WORK ORDER >> Nothing may be left out of the listing below but its images; repeat the rest exactly.

====

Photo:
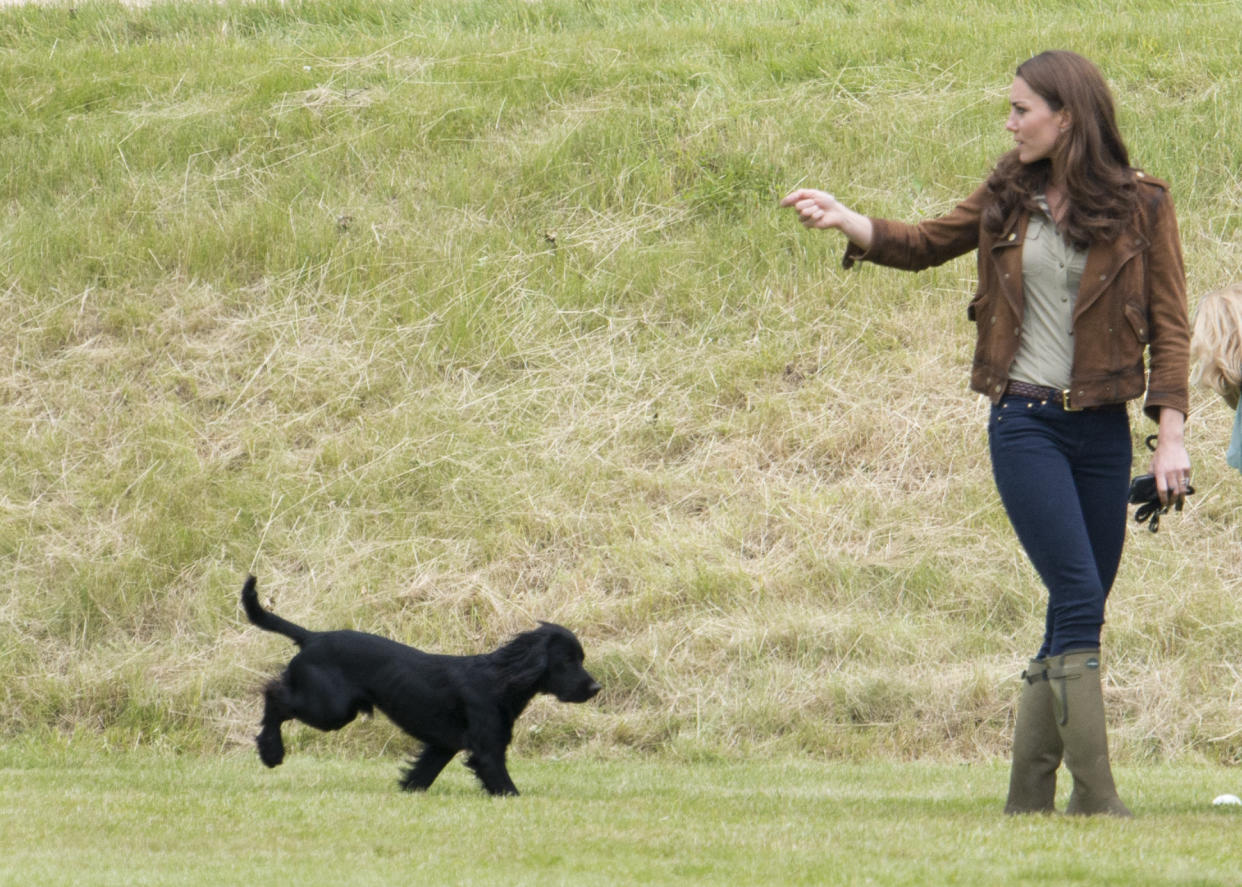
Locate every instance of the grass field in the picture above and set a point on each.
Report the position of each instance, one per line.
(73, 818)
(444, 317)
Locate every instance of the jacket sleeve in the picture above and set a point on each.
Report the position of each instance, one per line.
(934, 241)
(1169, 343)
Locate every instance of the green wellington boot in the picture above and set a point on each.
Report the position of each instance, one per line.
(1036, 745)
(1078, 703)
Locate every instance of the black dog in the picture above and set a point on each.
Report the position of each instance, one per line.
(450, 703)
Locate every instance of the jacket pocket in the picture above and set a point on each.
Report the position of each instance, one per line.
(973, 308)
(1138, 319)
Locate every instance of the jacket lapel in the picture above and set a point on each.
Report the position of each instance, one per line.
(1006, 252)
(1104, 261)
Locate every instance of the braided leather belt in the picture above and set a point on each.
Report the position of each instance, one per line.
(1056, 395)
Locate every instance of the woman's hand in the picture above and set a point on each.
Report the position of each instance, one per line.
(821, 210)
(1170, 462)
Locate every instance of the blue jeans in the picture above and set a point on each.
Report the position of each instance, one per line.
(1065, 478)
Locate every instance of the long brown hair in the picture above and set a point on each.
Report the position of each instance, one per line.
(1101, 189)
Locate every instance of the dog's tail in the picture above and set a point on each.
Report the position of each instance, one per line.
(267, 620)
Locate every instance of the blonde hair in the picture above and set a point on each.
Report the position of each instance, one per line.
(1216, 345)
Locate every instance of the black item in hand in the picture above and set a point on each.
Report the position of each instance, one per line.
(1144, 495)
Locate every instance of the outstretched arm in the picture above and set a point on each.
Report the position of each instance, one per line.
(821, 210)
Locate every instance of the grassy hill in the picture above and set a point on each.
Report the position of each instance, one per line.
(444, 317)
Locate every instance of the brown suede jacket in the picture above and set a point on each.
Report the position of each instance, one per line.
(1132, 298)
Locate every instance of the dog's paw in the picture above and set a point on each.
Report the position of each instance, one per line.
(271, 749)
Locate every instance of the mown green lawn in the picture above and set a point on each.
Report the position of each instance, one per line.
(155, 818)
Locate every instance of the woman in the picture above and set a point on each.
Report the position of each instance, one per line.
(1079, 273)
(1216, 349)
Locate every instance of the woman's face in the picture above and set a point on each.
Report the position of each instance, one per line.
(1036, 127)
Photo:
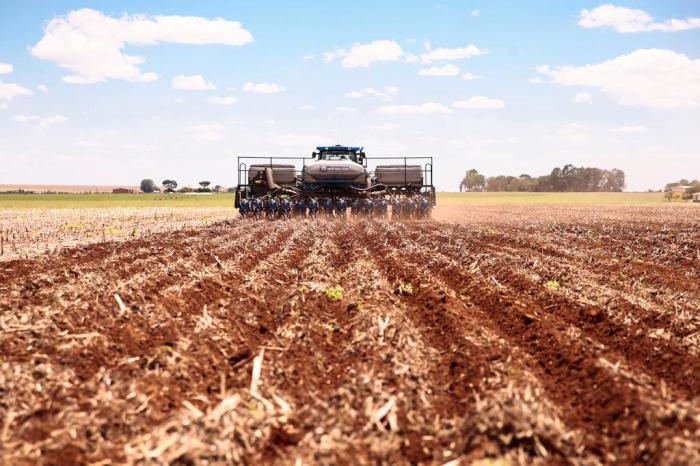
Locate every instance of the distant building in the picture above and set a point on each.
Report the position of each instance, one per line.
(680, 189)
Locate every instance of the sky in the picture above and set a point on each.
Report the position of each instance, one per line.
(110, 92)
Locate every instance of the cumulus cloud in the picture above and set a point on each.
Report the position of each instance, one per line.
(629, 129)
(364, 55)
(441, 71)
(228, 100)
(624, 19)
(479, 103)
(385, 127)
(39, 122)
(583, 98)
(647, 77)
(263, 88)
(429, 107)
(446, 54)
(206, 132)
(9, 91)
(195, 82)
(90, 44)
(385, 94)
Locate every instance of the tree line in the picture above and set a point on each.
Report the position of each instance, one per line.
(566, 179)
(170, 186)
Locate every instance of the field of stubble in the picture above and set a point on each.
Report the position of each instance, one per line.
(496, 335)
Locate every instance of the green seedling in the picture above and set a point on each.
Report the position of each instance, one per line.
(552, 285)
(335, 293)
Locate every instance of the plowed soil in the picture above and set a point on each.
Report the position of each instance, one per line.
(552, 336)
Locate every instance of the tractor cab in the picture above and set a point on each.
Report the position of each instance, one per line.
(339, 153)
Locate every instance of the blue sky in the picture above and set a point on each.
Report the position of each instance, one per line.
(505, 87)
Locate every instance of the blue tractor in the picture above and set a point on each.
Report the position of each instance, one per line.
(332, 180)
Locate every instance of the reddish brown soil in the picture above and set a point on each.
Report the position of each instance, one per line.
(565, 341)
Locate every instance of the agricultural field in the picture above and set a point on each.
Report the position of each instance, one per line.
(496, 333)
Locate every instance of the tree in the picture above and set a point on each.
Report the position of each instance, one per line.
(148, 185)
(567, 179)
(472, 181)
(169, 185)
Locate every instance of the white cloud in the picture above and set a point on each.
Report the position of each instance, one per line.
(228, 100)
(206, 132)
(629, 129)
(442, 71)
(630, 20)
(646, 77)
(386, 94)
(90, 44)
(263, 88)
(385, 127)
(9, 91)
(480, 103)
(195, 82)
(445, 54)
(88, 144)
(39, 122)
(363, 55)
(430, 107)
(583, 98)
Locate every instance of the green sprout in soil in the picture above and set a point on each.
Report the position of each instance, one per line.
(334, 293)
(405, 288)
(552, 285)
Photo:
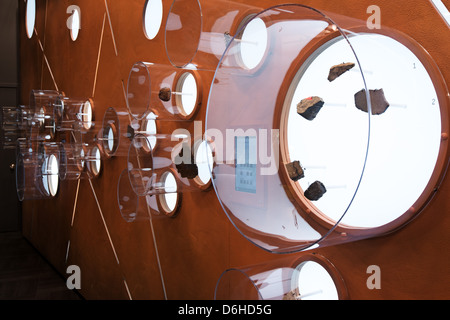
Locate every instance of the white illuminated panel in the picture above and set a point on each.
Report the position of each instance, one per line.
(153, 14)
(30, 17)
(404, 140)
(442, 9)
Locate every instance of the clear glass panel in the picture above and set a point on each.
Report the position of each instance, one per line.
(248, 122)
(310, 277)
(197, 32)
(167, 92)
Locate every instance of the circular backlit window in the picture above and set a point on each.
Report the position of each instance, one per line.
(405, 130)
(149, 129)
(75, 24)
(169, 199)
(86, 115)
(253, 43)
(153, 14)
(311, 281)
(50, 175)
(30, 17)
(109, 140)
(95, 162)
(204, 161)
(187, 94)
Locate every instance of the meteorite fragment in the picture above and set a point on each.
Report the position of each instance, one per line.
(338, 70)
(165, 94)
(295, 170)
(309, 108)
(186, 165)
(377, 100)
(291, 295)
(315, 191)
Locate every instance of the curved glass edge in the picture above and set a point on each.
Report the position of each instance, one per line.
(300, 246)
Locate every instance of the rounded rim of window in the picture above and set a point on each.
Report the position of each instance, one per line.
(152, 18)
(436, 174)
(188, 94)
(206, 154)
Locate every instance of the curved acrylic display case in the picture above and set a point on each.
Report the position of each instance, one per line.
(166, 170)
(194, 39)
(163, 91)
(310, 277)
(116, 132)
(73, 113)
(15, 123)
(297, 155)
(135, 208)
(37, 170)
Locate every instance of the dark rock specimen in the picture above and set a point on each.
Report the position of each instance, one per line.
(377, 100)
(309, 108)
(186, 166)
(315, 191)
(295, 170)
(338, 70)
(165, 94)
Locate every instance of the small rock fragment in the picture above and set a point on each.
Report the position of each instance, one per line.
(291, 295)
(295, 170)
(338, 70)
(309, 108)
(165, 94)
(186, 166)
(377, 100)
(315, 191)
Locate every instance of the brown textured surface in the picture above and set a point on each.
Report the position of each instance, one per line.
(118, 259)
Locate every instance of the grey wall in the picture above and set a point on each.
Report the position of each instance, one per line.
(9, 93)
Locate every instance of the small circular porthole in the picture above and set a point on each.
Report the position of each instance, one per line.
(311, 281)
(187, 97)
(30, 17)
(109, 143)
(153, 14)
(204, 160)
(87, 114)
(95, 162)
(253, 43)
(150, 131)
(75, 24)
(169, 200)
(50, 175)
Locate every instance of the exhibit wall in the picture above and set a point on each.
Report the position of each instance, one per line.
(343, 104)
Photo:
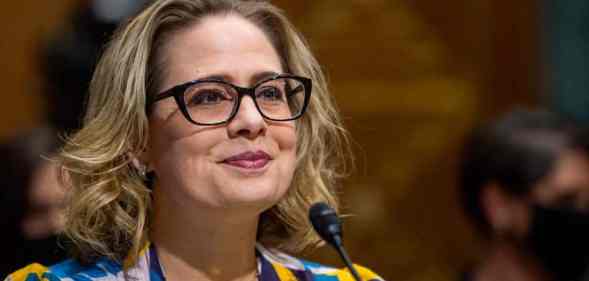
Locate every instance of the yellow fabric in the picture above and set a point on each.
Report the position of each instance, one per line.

====

ANSWER TO THIS TASK >>
Photo:
Locate every instance of the grass field in the picture above and set a point on each.
Report the position of each instance, one per line.
(73, 818)
(444, 317)
Locate every instance of the jacket sleeve in the picture above and set a point on each.
Report the position of each instance, one per line.
(934, 241)
(1169, 343)
Locate every instance of the green wellington boot in the picture above and set a point on each.
Report the position of each instance, one per line.
(1036, 745)
(1078, 703)
Locate every instance of the black dog in the picture above and set a point on each.
Report the position of each instance, one per line.
(450, 703)
Locate every instance of the jacket pocket in the picture above and set a point on each.
Report the position of each instance, one per line.
(973, 308)
(1138, 319)
Locate every instance of the jacket lapel in the picture above and set a point on each.
Report the position of each instance, one per line.
(1006, 252)
(1104, 261)
Locate every instance of the braided leather belt in the picture above and set a point on each.
Report the position of each instance, one per line.
(1056, 395)
Locate every instance of the woman's hand in the picture above and set a point on each.
Report the position of each instance, one per line.
(821, 210)
(1170, 462)
Locate every instance of the blue jeans in the picture above and set a point on each.
Report the position of each instance, one per line.
(1065, 478)
Locate every instance of the long brown hair in the picture above and set a point on each.
Report the position of each instance, one per line.
(1101, 189)
Locate every instance of the dog's tail in the picture above and set a point on each.
Report the position of each instance, one per line.
(267, 620)
Locate every instance of the blonde hair in the picture above and set a point on each.
Report the position of each instance, one per line.
(1216, 345)
Locate every instance of the black item in hand in the picture above and set a point on each.
Report the position of each instance, one per line.
(1144, 495)
Locate every instance of the outstretched arm in the picture above and set a point on each.
Report the position of each instance, one per line.
(821, 210)
Locate every instance of the grassy hill in the picture above and set a point on each.
Report the position of each instance, one per line.
(444, 317)
Locate every instance of the brown suede jacket in the picture above and set a point on each.
Report the position of each instance, one per line.
(1132, 298)
Locate every instance of the dog's paw in the picture above and set a point on each.
Report the position of each instance, one per line.
(271, 749)
Locate every instance of the mown green lawn in the picture above and set a point on each.
Report the position of each instance, one per line.
(155, 818)
Locate every instance of the woman in the picture above and set a point on each.
Report the position of each instance, one per line.
(1079, 273)
(1216, 349)
Locate every instance of the woman's face in the picture above and set a point on each.
Report the position of each instance, one per line.
(1036, 127)
Photo:
Locate every instance of the distant building in the picture above and set a point on each.
Report the position of each instance, one per line.
(680, 189)
Locate every instance of the sky in the picture above and set a point on each.
Report the position of each instance, one per line.
(110, 92)
Locate every instance of the cumulus cloud in the picture above and set a point on each.
Report the position of each instance, one per line.
(629, 129)
(364, 55)
(441, 71)
(228, 100)
(624, 19)
(479, 103)
(385, 127)
(39, 122)
(583, 98)
(647, 77)
(263, 88)
(429, 107)
(446, 54)
(206, 132)
(9, 91)
(195, 82)
(90, 44)
(385, 94)
Locate every instance of the tree line in the picture above and set a point on each.
Report the position of each instance, one per line.
(566, 179)
(170, 186)
Locate every instance of the field of stubble in the picture above and set a point on each.
Report the position of each instance, one per line.
(496, 335)
Locate every instance of the green seedling in the picture above and set a point on each.
Report the position of each instance, one per line.
(552, 285)
(335, 293)
Locate every instance of the plowed soil in the picture above and set a point on each.
Report the position of each instance, one per line.
(552, 336)
Locate every instance of the tractor cab in the picture above and set a point on each.
Report the position of each instance, one per line.
(339, 153)
Locate every instance of the blue sky in the picture above and set a point on each.
Report the position of each instance, one per line.
(505, 87)
Locate every instance of the blue tractor in the picture above and set a point on each.
Report the position of each instance, one per line.
(332, 180)
Locate every instance of the reddish brown soil in the picture above and set a point on each.
Report the position of each instance, one per line.
(565, 341)
Locate every instance of the agricultural field in the picture above and set a point on each.
Report the position of each instance, one per line.
(496, 333)
Locate every instance of the tree in the picture above and set a point on each.
Report the position of each instance, one per line.
(148, 185)
(567, 179)
(472, 181)
(169, 185)
Locate every instance of the white cloud in the picture above and set a point on each.
Report the position of each instance, one per line.
(228, 100)
(206, 132)
(629, 129)
(442, 71)
(630, 20)
(646, 77)
(386, 94)
(90, 44)
(263, 88)
(385, 127)
(9, 91)
(480, 103)
(195, 82)
(445, 54)
(88, 144)
(39, 122)
(363, 55)
(430, 107)
(583, 98)
Locate every instance of the green sprout in soil in the picture above and set a point on each.
Report the position of each instance, one per line.
(334, 293)
(405, 288)
(552, 285)
Photo:
Locate every instance of the white illuminated panel in the picture above and set a point on each.
Report the position of each instance, one per line.
(153, 14)
(30, 17)
(404, 140)
(442, 9)
Locate every instance of the clear glass panel in the picture above and set a point on each.
Report the position of each instance, one per line.
(248, 122)
(310, 277)
(197, 32)
(167, 92)
Locate every instance of the circular backlit window in the picture above and set a point on each.
Report the position of each instance, one per line.
(405, 130)
(149, 129)
(75, 24)
(169, 199)
(86, 115)
(253, 43)
(153, 14)
(311, 281)
(50, 175)
(30, 17)
(109, 140)
(95, 162)
(204, 161)
(187, 94)
Locate every instance of the meteorite fragment in the picture above and set a point on each.
Report the position of each instance, one per line.
(338, 70)
(165, 94)
(295, 170)
(309, 108)
(186, 165)
(377, 100)
(291, 295)
(315, 191)
Locate every instance of the curved glass edge in the picture above and set a point on each.
Report the position of each instance, one per line.
(300, 246)
Locate every instance of the rounded rim of window in the picture above and set a point on each.
Report the position of each instance, one per line.
(152, 18)
(436, 174)
(188, 94)
(206, 154)
Locate every instance of the curved acrylic display case in the picture above and set a point on each.
Report the position of each instance, one per line.
(166, 170)
(194, 39)
(163, 91)
(310, 277)
(116, 132)
(73, 113)
(15, 123)
(297, 155)
(135, 208)
(37, 170)
Locate every instance of the dark rock specimen in the picture above and set a point on each.
Report the position of each instance, one per line.
(377, 100)
(309, 108)
(186, 166)
(315, 191)
(295, 170)
(338, 70)
(165, 94)
Locate every instance of the small rock fragment in the picture above and set a point on each.
Report the position of each instance, one per line.
(291, 295)
(295, 170)
(338, 70)
(309, 108)
(165, 94)
(186, 166)
(377, 100)
(315, 191)
Locate every instance of the brown textured surface in the picture above and set a point on each.
Report the position of each instance, one per line.
(118, 259)
Locate every instance of the grey wall in the picture above and set a point on each.
Report the position of each instance, one per line.
(9, 93)
Locate every instance of the small circular porthole in the picture above and set a point on each.
Report the position of each instance, one per line.
(311, 281)
(187, 97)
(30, 17)
(109, 143)
(153, 14)
(204, 160)
(87, 114)
(95, 162)
(253, 43)
(150, 131)
(75, 24)
(169, 200)
(50, 175)
Locate every instance of the exhibit wall in the picture above and set a point on each.
Report the position of each instance, one per line.
(343, 104)
Photo:
Locate every instance of the yellow fabric in the picture above and set a point on each.
Report the position of each instance, one per line.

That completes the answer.